Consigne: Extrayez mot pour mot, dans le texte sur l'Afdi Pays de la Loire, tout ce qui va de « Le Burkina-Faso a » jusqu'à « à des tensions. ».

Texte source:
--*--
Échanges
Afdi Pays de la Loire : trente ans de partenariat Nord-Sud
En trente ans, les familles d’accueil ont reçu 330 animateurs-paysans du Burkina-Faso et 600 personnes de la région sont allées découvrir le pays lors de voyages d’études.
Le Burkina-Faso a plus que doublé sa population entre 1980 et 2011. Elle est passée de 7 millions d’habitants à 16 millions. C’est dire l’importance de l’enjeu agricole et alimentaire dans ce pays d’Afrique subsaharienne, en proie en ce moment même à des tensions.
L’association Afdi Pays de la Loire, Agriculteurs français et développement international, accompagne depuis trente ans les organisations professionnelles agricoles de ce pays, la FNGN et la Fepab*. “Le Burkina a su relever les défis de la sécurité alimentaire, en adaptant sa production agricole aux besoins”, observe le président d’Afdi, Marcel Briffaud. Des changements se sont produits en quelques décennies : “Émancipation paysanne, avancées dans le domaine de la culture attelée, irrigation”. Mais “beaucoup reste à faire, souligne l’agriculteur vendéen : organisation des marchés, valorisation des productions par la transformation, conservation, transport, gestion des exploitations et des ressources…”
Afdi défend une agriculture familiale, génératrice d’emploi en milieu rural et de richesses locales, apte à relever le défi alimentaire. Mais à une condition, souligne encore Marcel Briffaud : celle que “les paysans puissent obtenir un revenu suffisant de leur travail et accéder à un niveau de vie acceptable”. La faim est “moins un problème de capacité de production que d’accès et de disponibilité de la nourriture”.
--*--
Lignes de données:
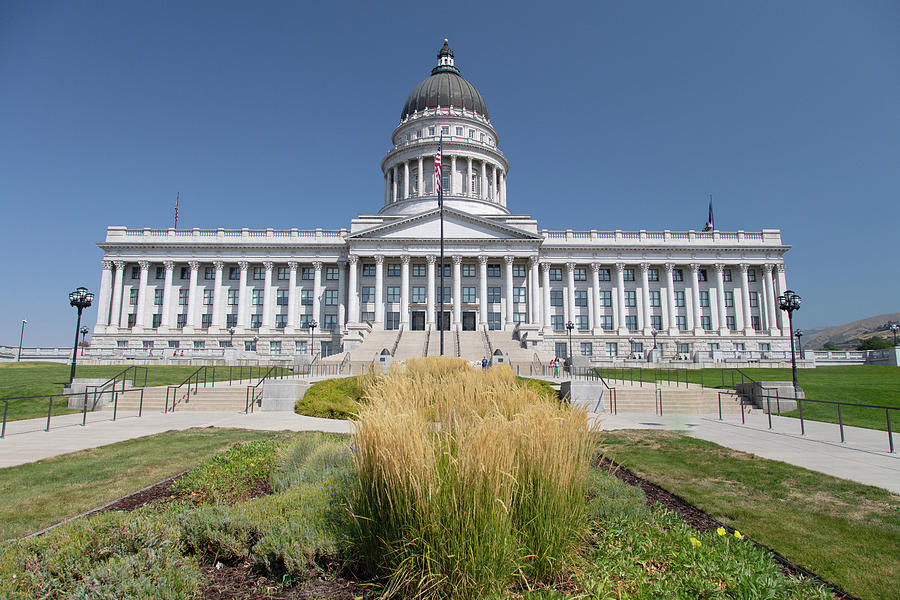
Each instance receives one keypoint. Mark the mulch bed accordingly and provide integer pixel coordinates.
(701, 521)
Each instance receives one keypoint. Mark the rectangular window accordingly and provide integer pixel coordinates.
(704, 299)
(555, 297)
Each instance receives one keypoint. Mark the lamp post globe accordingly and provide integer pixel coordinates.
(789, 302)
(81, 298)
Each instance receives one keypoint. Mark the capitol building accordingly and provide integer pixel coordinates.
(507, 283)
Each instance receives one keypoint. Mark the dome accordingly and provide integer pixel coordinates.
(445, 88)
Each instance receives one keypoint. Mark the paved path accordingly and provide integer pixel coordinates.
(863, 457)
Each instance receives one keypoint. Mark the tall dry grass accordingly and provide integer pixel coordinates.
(467, 480)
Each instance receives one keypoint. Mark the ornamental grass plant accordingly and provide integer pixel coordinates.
(467, 481)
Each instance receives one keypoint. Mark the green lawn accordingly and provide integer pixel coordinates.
(862, 384)
(44, 378)
(845, 532)
(39, 494)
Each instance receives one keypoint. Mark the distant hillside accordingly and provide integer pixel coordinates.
(842, 336)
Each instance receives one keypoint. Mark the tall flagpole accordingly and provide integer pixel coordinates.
(441, 206)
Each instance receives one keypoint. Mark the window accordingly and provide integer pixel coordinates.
(580, 297)
(605, 297)
(556, 322)
(555, 297)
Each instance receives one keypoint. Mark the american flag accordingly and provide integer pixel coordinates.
(437, 169)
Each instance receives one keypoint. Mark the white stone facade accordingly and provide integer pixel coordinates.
(701, 292)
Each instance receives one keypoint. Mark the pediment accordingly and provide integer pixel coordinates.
(457, 226)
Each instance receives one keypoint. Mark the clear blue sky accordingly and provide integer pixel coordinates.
(614, 115)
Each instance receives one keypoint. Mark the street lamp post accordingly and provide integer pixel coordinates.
(81, 298)
(789, 301)
(22, 337)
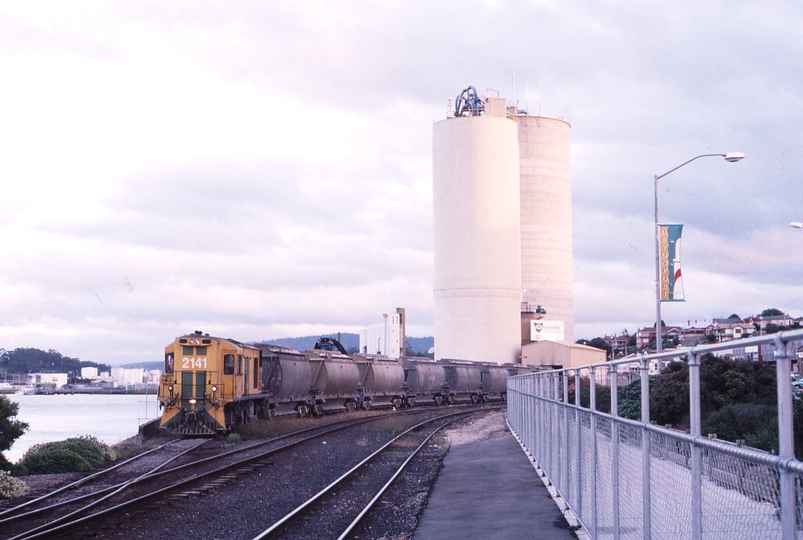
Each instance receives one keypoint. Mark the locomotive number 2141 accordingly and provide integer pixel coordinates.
(194, 363)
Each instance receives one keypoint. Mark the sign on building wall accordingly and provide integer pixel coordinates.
(546, 330)
(669, 263)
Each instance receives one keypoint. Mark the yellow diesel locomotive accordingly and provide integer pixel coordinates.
(209, 384)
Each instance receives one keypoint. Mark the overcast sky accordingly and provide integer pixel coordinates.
(263, 169)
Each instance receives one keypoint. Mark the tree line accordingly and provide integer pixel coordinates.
(738, 401)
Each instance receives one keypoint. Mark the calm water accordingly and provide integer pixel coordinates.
(53, 418)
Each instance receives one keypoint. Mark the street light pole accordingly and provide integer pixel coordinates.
(730, 157)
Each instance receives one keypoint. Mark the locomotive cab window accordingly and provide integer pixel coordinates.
(228, 364)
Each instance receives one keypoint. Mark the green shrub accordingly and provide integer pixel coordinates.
(52, 460)
(5, 464)
(86, 449)
(11, 487)
(107, 451)
(234, 438)
(77, 454)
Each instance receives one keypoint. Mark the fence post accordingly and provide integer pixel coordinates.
(786, 442)
(696, 451)
(614, 450)
(565, 469)
(644, 368)
(578, 498)
(592, 394)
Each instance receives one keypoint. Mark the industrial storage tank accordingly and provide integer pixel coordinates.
(477, 250)
(546, 217)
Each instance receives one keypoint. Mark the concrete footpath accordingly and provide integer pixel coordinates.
(490, 489)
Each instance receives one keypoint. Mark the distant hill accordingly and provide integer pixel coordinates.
(145, 365)
(349, 341)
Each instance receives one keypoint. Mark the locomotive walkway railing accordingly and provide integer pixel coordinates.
(632, 479)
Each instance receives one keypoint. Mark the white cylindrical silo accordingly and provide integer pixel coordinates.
(546, 217)
(477, 250)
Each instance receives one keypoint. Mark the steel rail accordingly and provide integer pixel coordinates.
(390, 482)
(60, 527)
(79, 482)
(119, 486)
(304, 506)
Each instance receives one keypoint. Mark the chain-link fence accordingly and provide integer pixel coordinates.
(633, 479)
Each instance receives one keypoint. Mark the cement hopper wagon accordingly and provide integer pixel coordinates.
(381, 381)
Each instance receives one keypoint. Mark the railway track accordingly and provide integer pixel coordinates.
(188, 478)
(116, 505)
(325, 516)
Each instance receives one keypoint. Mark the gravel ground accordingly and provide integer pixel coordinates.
(248, 504)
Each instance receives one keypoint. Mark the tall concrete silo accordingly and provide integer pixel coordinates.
(546, 217)
(477, 248)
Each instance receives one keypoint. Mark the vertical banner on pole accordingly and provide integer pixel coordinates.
(669, 258)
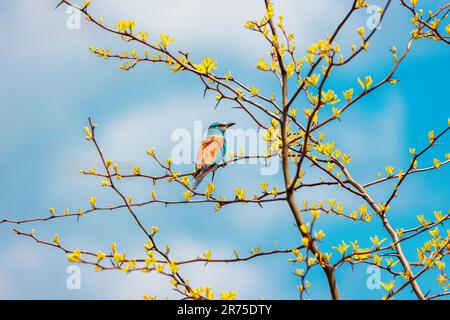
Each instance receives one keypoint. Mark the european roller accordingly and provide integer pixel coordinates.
(212, 151)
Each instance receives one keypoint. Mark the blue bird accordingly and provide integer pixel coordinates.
(212, 151)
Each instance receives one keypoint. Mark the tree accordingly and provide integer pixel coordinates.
(299, 140)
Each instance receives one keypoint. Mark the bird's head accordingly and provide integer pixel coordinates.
(222, 126)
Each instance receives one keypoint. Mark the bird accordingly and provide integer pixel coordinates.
(212, 151)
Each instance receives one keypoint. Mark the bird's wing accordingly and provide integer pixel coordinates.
(210, 151)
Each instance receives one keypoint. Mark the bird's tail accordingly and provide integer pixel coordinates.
(199, 175)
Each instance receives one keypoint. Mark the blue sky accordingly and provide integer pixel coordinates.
(51, 84)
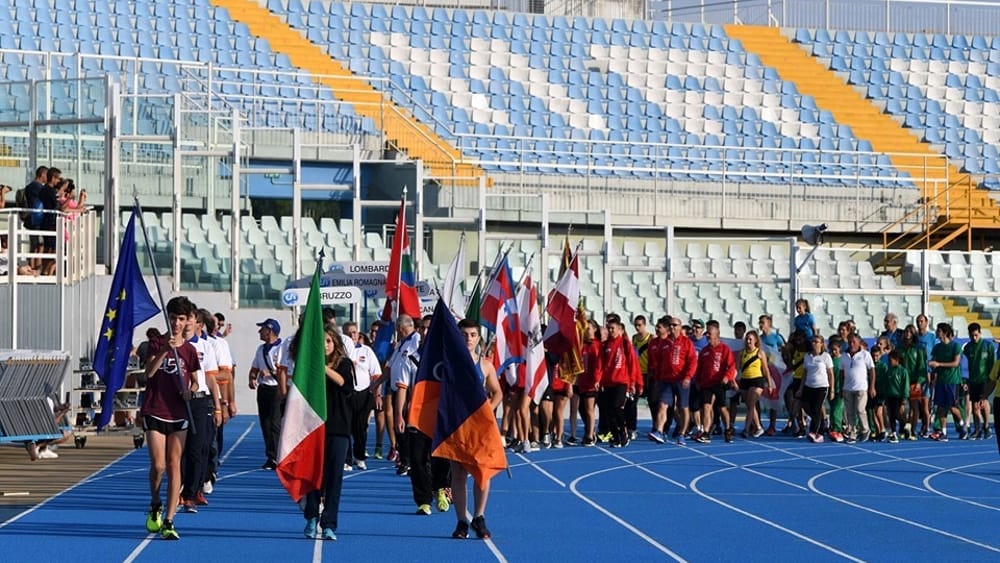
--*--
Résultat:
Le Burkina-Faso a plus que doublé sa population entre 1980 et 2011. Elle est passée de 7 millions d’habitants à 16 millions. C’est dire l’importance de l’enjeu agricole et alimentaire dans ce pays d’Afrique subsaharienne, en proie en ce moment même à des tensions.